__TO DO__: Carry on the account of renewing a driver's license, picking up right after its final sentence.

__DOCUMENT PASSAGE__:
──────────
I can think of at least 15 things (three involving paint) I'd rather be doing with my morning than renewing my driver's license, especially at this tiny satellite branch with a confusing system, bad lighting (resulting in the ugliest possible photographic representation of oneself), and limited seating.
Walking in, I saw the disorganized lines and crossed arms and I felt irritated. As I was trying to find someone to ask, I stepped on someone's foot and got an earful, though I was quick to apologize. My heel's victim angrily directed me to walk over to the guard at the mall's entrance (not the office's entrance, go figure) and get a number. Forty-nine. Already feeling defeated, I stood next to a row of seats where a line had been formed. It was going to be a bad morning.
But then something happened.
The elderly man next to me offered me his seat. "Nauna ata number mo sa akin" ("I think your number comes before mine."). I smiled and thanked him and said I was okay standing, but he insisted. Grateful, I took a seat.
When the application forms were passed out, he didn't have a pen, so I lent him mine, as did his other seat mate. Later, the medical examiner asked me to let a senior go ahead of me and I agreed. After, we all dutifully waited for our new numbers to be called for another window, only to be told that we could just go ahead when there was an opening. We actually chuckled and joked about how obedient we were. The clerk and the people behind us laughed, too. Laughter, in a government office; that's a first for me.
Then a lady came in and scolded her husband for letting another senior get ahead of him. "Diba ikaw yung nauna? Ang bagal mo, naunahan ka na ng senior." ("Weren't you first? You're so slow, a senior got ahead of you.") The tension returned to the air as his face quivered.
──────────
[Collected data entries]
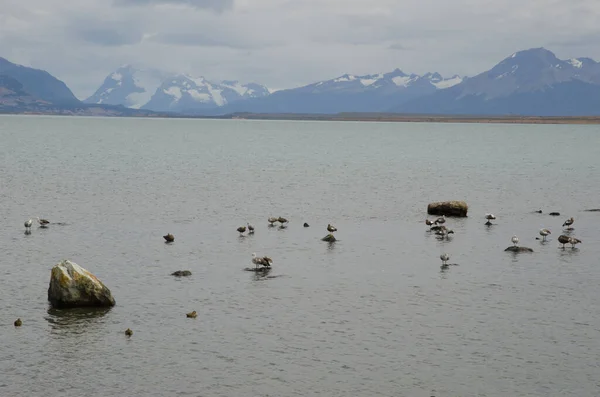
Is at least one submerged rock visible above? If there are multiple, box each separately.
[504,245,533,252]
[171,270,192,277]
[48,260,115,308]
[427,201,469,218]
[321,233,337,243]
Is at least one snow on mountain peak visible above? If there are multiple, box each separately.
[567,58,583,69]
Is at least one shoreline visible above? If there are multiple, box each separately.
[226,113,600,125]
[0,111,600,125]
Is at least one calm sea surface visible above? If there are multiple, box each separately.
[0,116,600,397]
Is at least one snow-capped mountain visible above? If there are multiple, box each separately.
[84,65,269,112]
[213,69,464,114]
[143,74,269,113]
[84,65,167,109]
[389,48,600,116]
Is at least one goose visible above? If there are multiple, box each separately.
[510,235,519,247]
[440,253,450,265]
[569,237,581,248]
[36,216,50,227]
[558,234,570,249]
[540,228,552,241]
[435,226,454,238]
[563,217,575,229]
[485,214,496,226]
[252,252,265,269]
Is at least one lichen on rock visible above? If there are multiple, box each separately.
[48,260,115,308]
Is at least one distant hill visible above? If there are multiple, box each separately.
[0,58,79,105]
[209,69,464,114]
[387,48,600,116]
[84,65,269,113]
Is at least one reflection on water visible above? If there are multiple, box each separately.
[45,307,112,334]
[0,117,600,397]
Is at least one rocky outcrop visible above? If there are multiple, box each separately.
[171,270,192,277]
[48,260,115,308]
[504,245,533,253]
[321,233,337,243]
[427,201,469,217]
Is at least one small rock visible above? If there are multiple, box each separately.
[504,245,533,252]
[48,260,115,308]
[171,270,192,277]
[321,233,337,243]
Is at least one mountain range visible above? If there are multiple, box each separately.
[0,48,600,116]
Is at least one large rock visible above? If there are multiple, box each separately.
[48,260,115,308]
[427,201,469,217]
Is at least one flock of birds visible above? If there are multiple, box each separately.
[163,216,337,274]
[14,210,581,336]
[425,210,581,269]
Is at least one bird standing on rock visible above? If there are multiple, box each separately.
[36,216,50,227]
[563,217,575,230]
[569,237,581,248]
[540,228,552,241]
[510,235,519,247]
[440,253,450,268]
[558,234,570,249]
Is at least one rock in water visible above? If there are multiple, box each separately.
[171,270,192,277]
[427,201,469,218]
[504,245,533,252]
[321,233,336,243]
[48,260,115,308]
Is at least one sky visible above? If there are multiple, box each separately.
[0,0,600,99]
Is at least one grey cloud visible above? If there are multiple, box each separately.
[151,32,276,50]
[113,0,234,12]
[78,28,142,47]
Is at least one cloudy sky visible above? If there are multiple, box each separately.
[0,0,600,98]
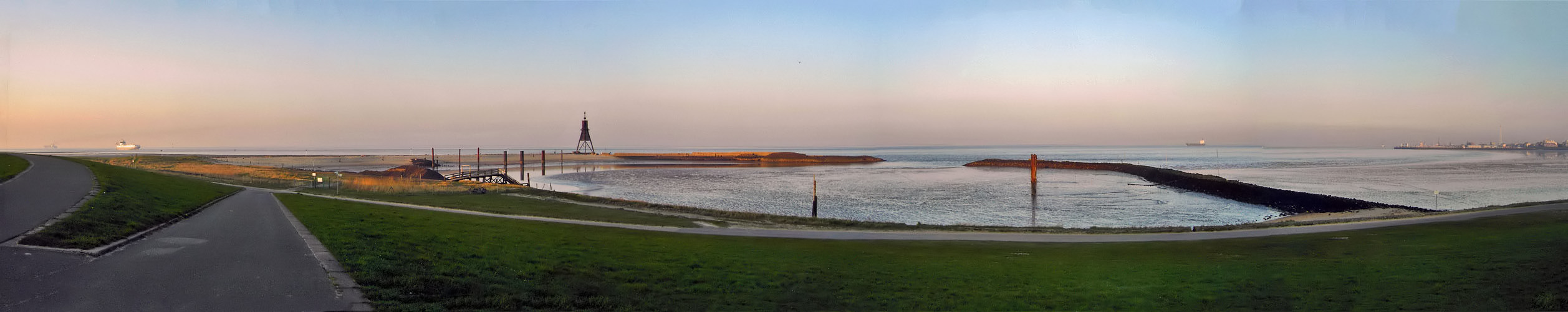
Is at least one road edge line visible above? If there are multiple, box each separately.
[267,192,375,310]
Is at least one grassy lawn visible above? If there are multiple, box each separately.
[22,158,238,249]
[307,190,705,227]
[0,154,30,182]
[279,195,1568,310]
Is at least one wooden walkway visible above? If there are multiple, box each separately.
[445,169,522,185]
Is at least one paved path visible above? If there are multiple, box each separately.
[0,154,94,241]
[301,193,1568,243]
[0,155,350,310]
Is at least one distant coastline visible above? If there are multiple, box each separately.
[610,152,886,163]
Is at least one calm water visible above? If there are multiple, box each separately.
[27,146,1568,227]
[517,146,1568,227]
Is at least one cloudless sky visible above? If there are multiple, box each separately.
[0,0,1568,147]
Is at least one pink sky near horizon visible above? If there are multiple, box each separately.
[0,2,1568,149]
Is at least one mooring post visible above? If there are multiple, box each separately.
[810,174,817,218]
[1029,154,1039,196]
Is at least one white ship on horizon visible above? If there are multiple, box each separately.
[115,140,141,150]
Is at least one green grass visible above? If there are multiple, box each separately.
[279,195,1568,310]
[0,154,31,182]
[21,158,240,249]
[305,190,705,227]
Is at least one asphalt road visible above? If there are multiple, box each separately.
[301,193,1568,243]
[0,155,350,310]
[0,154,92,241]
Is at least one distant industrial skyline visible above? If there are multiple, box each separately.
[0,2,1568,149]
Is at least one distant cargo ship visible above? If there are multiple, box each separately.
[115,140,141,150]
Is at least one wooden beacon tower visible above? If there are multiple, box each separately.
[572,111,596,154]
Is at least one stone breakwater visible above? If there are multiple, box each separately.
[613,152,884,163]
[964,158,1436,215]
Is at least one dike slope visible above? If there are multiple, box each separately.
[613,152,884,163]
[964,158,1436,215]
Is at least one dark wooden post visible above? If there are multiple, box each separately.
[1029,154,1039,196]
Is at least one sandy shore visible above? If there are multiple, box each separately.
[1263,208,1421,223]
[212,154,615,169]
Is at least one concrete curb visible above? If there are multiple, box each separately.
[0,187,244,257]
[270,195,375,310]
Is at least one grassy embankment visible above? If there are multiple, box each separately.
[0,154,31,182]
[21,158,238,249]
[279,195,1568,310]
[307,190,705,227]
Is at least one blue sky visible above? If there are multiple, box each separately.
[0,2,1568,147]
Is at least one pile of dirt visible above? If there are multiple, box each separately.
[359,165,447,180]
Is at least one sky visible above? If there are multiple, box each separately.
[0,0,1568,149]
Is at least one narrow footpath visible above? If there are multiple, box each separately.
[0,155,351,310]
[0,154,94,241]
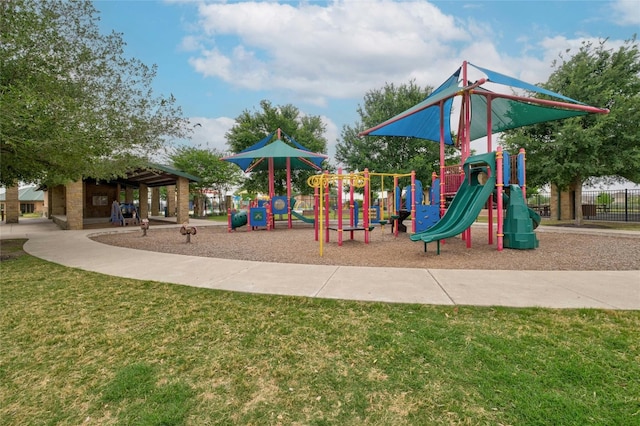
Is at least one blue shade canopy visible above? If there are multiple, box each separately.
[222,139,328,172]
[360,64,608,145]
──────────
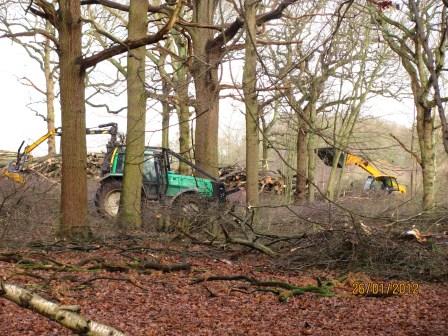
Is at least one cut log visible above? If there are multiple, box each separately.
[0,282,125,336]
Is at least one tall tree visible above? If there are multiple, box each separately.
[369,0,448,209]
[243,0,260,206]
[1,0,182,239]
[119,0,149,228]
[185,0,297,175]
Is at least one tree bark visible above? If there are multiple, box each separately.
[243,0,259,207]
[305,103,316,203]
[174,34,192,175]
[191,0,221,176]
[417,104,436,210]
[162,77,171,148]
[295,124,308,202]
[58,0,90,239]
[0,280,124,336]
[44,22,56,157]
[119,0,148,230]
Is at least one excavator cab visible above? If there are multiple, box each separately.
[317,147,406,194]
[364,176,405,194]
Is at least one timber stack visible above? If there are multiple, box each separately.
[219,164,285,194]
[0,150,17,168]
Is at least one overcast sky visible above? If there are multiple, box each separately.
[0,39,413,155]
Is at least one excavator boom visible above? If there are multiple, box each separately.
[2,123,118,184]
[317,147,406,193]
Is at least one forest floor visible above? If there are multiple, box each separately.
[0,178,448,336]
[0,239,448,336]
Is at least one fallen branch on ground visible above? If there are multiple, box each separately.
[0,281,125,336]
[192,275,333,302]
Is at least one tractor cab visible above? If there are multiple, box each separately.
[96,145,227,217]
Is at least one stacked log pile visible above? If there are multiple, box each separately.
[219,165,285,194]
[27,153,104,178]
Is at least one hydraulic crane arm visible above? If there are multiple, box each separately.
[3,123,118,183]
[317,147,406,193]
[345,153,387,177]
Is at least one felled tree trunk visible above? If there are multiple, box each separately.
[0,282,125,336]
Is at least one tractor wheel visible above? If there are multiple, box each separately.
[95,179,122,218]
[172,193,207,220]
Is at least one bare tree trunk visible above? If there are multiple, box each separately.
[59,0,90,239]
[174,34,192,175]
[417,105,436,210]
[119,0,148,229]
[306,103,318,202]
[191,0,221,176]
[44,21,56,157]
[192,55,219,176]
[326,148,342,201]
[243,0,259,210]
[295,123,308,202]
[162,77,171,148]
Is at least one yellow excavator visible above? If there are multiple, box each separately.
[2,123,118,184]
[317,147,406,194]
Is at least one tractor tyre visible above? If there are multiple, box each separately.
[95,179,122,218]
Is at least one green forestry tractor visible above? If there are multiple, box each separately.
──────────
__ANSWER SPACE__:
I was happy to be out of there, ugly photograph and renewed license in hand. Still, the morning made me think and remember this story I'd read about a moment's magic broken and a video I'd seen on unconditional kindness.
This is not a groundbreaking revelation, paying it forward; yet, why is this movement not sweeping the nation? Why is it so hard to be the bigger person? Or, perhaps, even harder, to see the best in other people?
It takes a lot of faith to believe that the other person is not trying to get ahead at your expense, that a few more minutes of your time to let someone else go first will not result in the ruination of the rest of your day. It takes faith to see the good in other people when your whole life's experience has led you to believe that you need to look out only for yourself. But it can just take one act of kindness—or disrespect—to change the chemistry of a situation, perhaps enough to change every other act around you in that time and space.
I am not always the kindest, especially on a morning of inconvenience like this one, so I thank the person beside me who led the way. Be that person for someone else. Let's be kind to one another today.